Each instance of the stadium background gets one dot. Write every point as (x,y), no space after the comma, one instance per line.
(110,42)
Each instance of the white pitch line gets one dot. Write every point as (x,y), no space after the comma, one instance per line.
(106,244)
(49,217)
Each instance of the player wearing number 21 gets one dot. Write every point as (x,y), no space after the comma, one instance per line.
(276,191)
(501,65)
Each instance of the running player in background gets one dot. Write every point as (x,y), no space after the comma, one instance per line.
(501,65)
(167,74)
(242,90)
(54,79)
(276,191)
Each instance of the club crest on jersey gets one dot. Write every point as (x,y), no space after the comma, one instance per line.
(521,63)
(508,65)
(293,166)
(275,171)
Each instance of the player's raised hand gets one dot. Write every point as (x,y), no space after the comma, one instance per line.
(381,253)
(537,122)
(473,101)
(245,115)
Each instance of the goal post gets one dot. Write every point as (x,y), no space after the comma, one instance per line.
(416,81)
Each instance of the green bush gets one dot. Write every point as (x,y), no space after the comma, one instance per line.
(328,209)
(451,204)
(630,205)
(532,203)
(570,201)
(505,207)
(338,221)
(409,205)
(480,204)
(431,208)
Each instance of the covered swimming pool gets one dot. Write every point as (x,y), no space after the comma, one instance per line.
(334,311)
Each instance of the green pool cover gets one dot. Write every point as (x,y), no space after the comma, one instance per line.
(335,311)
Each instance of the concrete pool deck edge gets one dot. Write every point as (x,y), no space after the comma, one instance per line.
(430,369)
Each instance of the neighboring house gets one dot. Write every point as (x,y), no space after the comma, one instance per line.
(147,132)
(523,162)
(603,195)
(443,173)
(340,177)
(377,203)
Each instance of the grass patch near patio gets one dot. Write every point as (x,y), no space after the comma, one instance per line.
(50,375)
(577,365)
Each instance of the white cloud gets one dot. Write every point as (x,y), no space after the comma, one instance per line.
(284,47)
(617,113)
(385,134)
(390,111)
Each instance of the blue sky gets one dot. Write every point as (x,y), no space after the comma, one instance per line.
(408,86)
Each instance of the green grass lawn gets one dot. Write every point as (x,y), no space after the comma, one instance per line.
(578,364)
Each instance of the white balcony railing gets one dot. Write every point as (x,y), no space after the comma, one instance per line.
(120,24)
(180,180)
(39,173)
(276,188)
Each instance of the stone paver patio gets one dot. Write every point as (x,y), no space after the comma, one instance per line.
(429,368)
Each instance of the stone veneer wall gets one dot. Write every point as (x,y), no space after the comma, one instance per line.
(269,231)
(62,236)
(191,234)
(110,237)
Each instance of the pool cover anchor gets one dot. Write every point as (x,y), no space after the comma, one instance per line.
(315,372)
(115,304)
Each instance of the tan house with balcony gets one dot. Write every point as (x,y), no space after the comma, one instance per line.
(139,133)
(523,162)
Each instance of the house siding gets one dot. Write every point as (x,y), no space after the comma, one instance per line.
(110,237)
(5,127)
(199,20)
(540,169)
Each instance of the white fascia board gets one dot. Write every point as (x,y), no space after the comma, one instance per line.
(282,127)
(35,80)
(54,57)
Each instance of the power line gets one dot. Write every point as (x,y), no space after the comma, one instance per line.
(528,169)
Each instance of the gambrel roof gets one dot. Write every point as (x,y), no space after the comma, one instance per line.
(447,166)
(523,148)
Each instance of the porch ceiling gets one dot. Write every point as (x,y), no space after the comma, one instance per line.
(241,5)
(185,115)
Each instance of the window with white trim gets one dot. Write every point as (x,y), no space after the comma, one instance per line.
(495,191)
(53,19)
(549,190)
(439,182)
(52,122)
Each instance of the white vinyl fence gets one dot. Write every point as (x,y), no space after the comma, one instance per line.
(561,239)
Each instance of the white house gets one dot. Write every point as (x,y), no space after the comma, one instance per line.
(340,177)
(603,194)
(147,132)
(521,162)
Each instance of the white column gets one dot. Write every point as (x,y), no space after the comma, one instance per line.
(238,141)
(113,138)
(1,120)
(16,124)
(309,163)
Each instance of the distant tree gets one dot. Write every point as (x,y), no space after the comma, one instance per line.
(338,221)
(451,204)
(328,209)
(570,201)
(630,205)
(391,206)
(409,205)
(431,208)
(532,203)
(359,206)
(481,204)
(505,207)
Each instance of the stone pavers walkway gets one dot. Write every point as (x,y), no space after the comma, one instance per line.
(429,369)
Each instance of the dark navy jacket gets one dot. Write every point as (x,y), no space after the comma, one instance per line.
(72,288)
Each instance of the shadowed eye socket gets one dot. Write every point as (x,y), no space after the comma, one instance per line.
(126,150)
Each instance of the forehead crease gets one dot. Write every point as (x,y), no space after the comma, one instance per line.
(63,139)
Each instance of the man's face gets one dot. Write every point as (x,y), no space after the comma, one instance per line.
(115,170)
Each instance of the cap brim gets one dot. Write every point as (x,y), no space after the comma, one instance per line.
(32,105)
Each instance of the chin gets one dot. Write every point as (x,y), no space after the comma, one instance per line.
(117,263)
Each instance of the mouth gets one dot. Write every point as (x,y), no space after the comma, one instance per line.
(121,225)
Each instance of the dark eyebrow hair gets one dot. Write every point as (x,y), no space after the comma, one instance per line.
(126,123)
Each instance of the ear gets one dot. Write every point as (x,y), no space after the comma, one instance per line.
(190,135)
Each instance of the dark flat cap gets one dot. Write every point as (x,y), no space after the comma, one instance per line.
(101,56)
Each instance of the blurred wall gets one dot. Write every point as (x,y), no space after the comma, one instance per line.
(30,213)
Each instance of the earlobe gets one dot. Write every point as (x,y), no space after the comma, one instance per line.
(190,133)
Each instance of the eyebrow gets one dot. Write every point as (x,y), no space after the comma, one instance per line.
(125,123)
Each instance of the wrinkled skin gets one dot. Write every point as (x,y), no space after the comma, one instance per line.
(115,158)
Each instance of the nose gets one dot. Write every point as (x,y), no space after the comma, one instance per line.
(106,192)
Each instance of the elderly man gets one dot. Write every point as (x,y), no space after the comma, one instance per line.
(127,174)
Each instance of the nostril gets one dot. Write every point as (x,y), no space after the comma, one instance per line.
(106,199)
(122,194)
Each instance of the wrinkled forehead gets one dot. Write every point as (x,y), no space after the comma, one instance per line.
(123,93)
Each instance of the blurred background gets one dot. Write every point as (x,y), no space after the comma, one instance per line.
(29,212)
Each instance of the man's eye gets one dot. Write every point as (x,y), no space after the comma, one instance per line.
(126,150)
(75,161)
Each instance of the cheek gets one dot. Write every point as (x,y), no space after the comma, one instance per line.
————
= EXERCISE =
Each record above should be returned exactly as it appears.

= ANSWER TO THIS PROBLEM =
Each instance of the stadium background gets one dot. Write every point as (x,y), no space after the comma, one instance per line.
(110,42)
Each instance of the white pitch line gets one dot. Write every point as (x,y), no space after the comma, one instance per line.
(106,244)
(49,217)
Each instance of the player wearing number 21 gets one dot. Write every point as (x,y), no space after the comma, one instance per line.
(276,191)
(501,65)
Each instance of the running player in background gets one dot. Write every point as (x,y), no space after the comma, one instance per line.
(501,65)
(167,74)
(242,90)
(54,79)
(276,191)
Each instance of the club crest on jersey gets one dot. Write every point as (x,y), no space after the comma, one instance per line.
(521,63)
(508,65)
(293,166)
(275,171)
Each instance of the player's raised hand gets one dot. Write every point as (x,y), no space after the comma, one instance per line.
(381,253)
(537,122)
(473,101)
(245,115)
Each instance of the goal post gets one dot. Write every point as (x,y), no space after the comma, one instance per line.
(416,81)
Each instance of the green bush gets one dot. Write every point as (x,y), no space after the comma, one instance per line.
(328,209)
(451,204)
(630,205)
(532,203)
(570,201)
(505,207)
(338,221)
(409,205)
(480,204)
(431,208)
Each instance of the covered swimming pool gets one dot. Write every point as (x,y), no space after the comma, one instance per line.
(334,311)
Each instance of the green pool cover gets one dot. Write every point as (x,y), no space after the comma, one instance per line.
(335,311)
Each instance of the concrete pool deck edge gets one dot. Write every point as (x,y), no space after the comma, one instance per line.
(430,369)
Each instance of the neighboring house gets one dot. Write every point as (x,y), no space after the comma, one instance per line.
(147,132)
(523,162)
(603,195)
(443,173)
(340,177)
(377,203)
Each instance of the grass patch near patio gets one dot. Write every point as (x,y), no space after the comma, one instance per line.
(50,375)
(577,365)
Each instance of the white cloud gets one dot. Write every point as (x,y), no space after the comma, one instance per line.
(284,47)
(617,113)
(385,134)
(390,111)
Each instance of the blue sky gets one dot. Write every point as (x,y), no space after the comma, one instance per line.
(408,86)
Each instance of the green grass lawn gets one dot. Write every point as (x,y), no space after the comma, one instance per line.
(578,364)
Each instance of the white balcony railing gets one dot. Write every point as (x,y), no space after the comma, one instance per line.
(120,24)
(180,180)
(39,173)
(276,188)
Each instance of the stone paver patio gets one dot. Write every point as (x,y), no space after the comma, one instance per line.
(429,368)
Each instance of the stone veneer wall gets one dot. Write every point as (x,y), no space after the comma, one instance per line.
(269,231)
(62,236)
(191,234)
(110,237)
Each instance of the pool cover anchor gets one dot. Write every point as (x,y), no space after the comma, one instance per line.
(315,372)
(115,304)
Each instance of the tan house with balcony gets one dot. Write every point as (x,y), no space after the comma, one instance per line.
(139,133)
(523,162)
Each instance of the house siding gets one dot. Write every point as (x,y), no space after the comma, one instance per line.
(110,237)
(5,127)
(199,20)
(540,169)
Each instance of the white fascia board gets one dot. Write every point as (x,y), no space after the comma, one instance per line.
(282,127)
(35,80)
(54,57)
Each instance of the power line gets one dot. Write every point as (x,y), no space after the comma, one instance per line.
(528,169)
Each instance of the gambrel roof gets one dot. Write every point as (x,y), no space after the comma, one instance per line.
(447,166)
(523,148)
Each instance of the porch ceiling gets one dot. Write every point as (x,y), no space after the comma, one instance per line.
(241,5)
(185,115)
Each instance of the window with white trim gets one dot. Write every point as (x,y), no space after the comma, one instance per line.
(495,191)
(53,19)
(549,190)
(439,182)
(52,122)
Each instance of the white vinyl fence gets one dot. Write every point as (x,y), no space after the comma, one instance per line.
(561,239)
Each instance of the white house gets one dot. Write every point as (x,y), no space after the comma, one instance per line.
(340,177)
(603,194)
(147,132)
(521,162)
Each instance of the white column gets one dot. Write every point as (x,y), no space after the comma, one instance per line.
(238,141)
(113,138)
(1,120)
(16,124)
(309,163)
Each instance of the distant tree gets one dot. Write every point as (x,y), no space after the comma, one instance per line.
(338,221)
(451,204)
(328,209)
(570,201)
(630,205)
(391,206)
(409,205)
(431,208)
(532,203)
(359,206)
(481,204)
(505,207)
Each instance of the stone pavers walkway gets one dot. Write every point as (x,y), no space after the comma, one instance per line.
(429,369)
Each instance of the dark navy jacket gets one dot. Write every point as (x,y), no space after the comma, one instance per line.
(72,288)
Each instance of the shadowed eye socket gets one dot. Write every point as (x,y), no space after the comma, one instance per line.
(126,150)
Each instance of the forehead crease gets one dot. Write every point as (x,y), no space after the comma, one instance per line.
(63,139)
Each instance of the man's face gets one dot. Write every point as (x,y), no space after the comma, one instance per line.
(115,170)
Each instance of the cap brim gets one dot. Write every point as (x,y), no space after the comma, one instance per line.
(32,105)
Each instance of the chin gets one dot. Write every point as (x,y), no space after the comma, one instance per line.
(117,263)
Each instance of the mouth gets one dot. Write every point as (x,y), no space after the comma, one instance per line.
(121,225)
Each instance of the dark eyebrow hair gets one dot. Write every point as (x,y), no space after the comma, one instance per line.
(126,123)
Each instance of the ear gets one dot. Write every point as (x,y), no space after the comma, one instance per line.
(190,135)
Each instance of the dark flat cap gets one dot. Write every point as (x,y), no space after the comma, one instance per line.
(101,56)
Each instance of the blurred wall gets one dot. Write every point as (x,y), no space after the comma, one instance per line.
(30,213)
Each instance of the earlobe gets one dot. Write every point as (x,y), no space after the comma, one instance per line.
(190,133)
Each instance of the eyebrow gets one dot. Write every point as (x,y), no space after the comma, one instance per line.
(125,123)
Each instance of the wrinkled skin gets one dot. Write every point as (x,y), no space after the comma, one instance per line.
(115,158)
Each instance of the nose gets one dot. Write every point as (x,y), no space after the comma, one instance per line.
(106,192)
Each instance of the elderly man gets one dot. Write every point as (x,y), no space after the comma, one instance per line.
(127,174)
Each instance of the nostril gets one dot. Write every point as (x,y), no space after the comma, one instance per line.
(106,199)
(122,194)
Each instance of the wrinkled forehead gets one dot. Write every point as (x,y), no space after the comma, one instance per line.
(123,93)
Each instance of the blurred background gets one dot. Write every point as (x,y), no space after the comma, one instance per line.
(29,212)
Each instance of the man's eye gets one dot. Write every point as (x,y), no space after the comma, one instance per line.
(126,150)
(75,161)
Each instance of the cheek gets one dot. Write every point as (x,y), no space after the comma, one instance per line.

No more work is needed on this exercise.